### Job
Rewrite the part of the forum thread on heat pressing vinyl onto polyester board shorts starting at "Has anyone heat" and ending at "the same results.". Replace each "board shorts" with "swim trunks".

### Source
-=-=-=-=-

# Vinyl heat presses on 100% Polyester board shorts



## Mikey925 (Mar 10, 2008)

Hi,

Has anyone heat pressed vinyl to 100% Polyester board shorts? If so, did you use a certain type of vinyl or do any of the vinyls from imprintables work? ...and what temperature/seconds you used.

Thanks,
Mike


----------



## KirstWhite (May 31, 2008)

I've not transferred garment vinyl to board shorts, but tried a transfer on a 100% polyester track jacket. I was using Specialty Materials' ThermoFlex and the graphics don't really stay adhered. I tried again with Imprintables Warehouse's EcoFilm with the same results.

That being the case, I've tried to stay away from 100% polyester but if anyone out there has hints, solutions or a good product to use on polyester, I'd love to hear it!


----------



## Mikey925 (Mar 10, 2008)

wow ...no one else huh ....


----------



## Mikey925 (Mar 10, 2008)

I had success ONE TIME with a reflective gray vinyl from silkscreeningsupplies.com ....but it seems like the reflective gray from imprintables.com would not stick around the sides. I ordered more reflective gray vinylf from silkscreeningsupplies.com and NOW this will not stick! Now I ruined a perfectly brand new Board short!!!!!! Its a hit or miss with the vinyls coming in even from the same company. Does anyone know of a vinyl type that would heat press on 100% Polyester ????


----------



## JoshEllsworth (Dec 14, 2005)

Eco-film should work on a 100% polyester - track jackets as well??? Just make sure you have a firm pressure being applied. If the standard reflect isn't performing you may try the Color Reflective that has a better adhesive for tough to do applications.

I figured the Thermoflex would work as well - are the shorts coated with anything?

Are they not adhering at all or coming off when laundering?


----------



## Mikey925 (Mar 10, 2008)

-=-=-=-=-

### Given data
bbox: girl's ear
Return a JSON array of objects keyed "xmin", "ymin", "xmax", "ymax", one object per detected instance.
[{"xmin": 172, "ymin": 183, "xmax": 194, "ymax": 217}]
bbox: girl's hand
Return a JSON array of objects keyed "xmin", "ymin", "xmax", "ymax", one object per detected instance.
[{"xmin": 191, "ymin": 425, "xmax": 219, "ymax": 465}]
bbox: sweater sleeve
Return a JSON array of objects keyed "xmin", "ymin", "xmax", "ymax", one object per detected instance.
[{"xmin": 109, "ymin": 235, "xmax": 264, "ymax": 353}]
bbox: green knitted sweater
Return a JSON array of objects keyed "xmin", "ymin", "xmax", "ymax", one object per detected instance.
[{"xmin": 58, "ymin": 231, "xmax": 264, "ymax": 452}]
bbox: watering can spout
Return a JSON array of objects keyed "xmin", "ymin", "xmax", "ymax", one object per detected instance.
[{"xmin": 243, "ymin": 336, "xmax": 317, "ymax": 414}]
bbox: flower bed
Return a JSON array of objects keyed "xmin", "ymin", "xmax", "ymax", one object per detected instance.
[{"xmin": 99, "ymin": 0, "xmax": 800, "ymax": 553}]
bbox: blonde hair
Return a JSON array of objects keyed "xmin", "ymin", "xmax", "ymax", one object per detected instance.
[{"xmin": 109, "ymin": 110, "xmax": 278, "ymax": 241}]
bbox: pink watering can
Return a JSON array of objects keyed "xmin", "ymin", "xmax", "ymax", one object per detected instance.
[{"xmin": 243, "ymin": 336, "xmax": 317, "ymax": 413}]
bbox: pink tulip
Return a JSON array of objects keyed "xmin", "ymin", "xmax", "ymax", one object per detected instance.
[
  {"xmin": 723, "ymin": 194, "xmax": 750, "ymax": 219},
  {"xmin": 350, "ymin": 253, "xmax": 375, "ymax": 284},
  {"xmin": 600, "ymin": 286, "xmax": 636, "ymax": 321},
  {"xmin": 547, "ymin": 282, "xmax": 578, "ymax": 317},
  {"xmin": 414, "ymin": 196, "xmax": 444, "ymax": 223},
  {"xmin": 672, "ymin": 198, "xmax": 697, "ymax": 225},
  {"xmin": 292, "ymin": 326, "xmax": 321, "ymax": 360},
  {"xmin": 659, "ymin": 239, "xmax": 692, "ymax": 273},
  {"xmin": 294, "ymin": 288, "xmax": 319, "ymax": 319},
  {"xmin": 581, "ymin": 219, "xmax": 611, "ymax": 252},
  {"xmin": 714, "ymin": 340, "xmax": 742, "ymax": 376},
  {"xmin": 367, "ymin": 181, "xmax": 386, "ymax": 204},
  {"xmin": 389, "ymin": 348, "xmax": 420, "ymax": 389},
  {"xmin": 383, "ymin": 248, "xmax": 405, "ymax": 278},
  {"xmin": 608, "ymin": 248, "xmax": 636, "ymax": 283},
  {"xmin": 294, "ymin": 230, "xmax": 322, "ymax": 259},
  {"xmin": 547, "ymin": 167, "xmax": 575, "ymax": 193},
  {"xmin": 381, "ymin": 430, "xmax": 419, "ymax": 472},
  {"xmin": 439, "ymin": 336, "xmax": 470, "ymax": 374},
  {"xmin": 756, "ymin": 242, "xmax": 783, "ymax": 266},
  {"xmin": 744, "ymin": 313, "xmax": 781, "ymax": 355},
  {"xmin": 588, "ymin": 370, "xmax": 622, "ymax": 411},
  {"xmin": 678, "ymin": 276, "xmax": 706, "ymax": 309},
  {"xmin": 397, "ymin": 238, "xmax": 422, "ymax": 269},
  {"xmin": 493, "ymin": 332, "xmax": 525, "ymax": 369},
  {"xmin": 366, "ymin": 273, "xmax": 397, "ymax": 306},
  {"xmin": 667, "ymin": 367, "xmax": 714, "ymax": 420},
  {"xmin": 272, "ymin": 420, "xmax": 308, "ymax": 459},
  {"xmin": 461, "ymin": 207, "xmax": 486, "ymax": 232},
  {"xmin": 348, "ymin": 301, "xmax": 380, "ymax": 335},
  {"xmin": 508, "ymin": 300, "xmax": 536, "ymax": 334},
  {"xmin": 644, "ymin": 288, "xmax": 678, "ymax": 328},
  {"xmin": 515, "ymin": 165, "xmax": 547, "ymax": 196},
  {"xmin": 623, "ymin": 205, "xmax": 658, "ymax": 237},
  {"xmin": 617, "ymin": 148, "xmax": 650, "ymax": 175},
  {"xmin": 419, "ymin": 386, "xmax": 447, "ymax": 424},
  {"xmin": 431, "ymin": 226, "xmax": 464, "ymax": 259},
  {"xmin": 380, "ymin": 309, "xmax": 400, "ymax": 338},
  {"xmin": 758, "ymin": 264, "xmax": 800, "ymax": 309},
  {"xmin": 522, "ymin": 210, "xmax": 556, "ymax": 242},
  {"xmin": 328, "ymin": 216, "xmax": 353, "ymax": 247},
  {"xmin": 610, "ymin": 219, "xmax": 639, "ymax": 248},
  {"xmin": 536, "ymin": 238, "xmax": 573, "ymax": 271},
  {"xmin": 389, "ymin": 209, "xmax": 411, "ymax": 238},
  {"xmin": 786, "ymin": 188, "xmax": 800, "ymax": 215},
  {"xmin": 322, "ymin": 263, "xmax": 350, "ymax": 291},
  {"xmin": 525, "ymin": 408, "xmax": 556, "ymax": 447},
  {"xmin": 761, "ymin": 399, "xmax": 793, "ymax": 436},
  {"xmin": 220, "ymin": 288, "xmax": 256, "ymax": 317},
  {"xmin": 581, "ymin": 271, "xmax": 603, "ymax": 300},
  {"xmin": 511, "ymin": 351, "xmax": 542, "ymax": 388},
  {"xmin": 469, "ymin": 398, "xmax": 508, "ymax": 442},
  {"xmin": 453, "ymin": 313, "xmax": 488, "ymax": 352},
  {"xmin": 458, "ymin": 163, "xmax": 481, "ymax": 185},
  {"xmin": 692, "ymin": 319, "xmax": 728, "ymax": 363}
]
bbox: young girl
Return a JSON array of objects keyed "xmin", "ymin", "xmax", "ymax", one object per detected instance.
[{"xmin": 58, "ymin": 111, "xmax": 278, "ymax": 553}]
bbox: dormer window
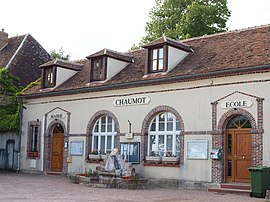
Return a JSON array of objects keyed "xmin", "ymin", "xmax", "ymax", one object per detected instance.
[
  {"xmin": 149, "ymin": 47, "xmax": 164, "ymax": 72},
  {"xmin": 91, "ymin": 58, "xmax": 105, "ymax": 81},
  {"xmin": 43, "ymin": 67, "xmax": 56, "ymax": 88},
  {"xmin": 143, "ymin": 36, "xmax": 193, "ymax": 76}
]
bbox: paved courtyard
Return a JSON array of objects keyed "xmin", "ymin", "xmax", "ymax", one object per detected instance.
[{"xmin": 0, "ymin": 171, "xmax": 265, "ymax": 202}]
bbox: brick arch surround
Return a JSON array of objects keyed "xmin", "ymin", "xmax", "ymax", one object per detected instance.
[
  {"xmin": 212, "ymin": 108, "xmax": 263, "ymax": 183},
  {"xmin": 141, "ymin": 105, "xmax": 185, "ymax": 163},
  {"xmin": 85, "ymin": 110, "xmax": 120, "ymax": 155},
  {"xmin": 44, "ymin": 119, "xmax": 69, "ymax": 173}
]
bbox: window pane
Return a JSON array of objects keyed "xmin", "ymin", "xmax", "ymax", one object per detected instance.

-=-=-=-=-

### Exercise output
Has anyone heat pressed vinyl to 100% Polyester swim trunks? If so, did you use a certain type of vinyl or do any of the vinyls from imprintables work? ...and what temperature/seconds you used.

Thanks,
Mike


----------



## KirstWhite (May 31, 2008)

I've not transferred garment vinyl to swim trunks, but tried a transfer on a 100% polyester track jacket. I was using Specialty Materials' ThermoFlex and the graphics don't really stay adhered. I tried again with Imprintables Warehouse's EcoFilm with the same results.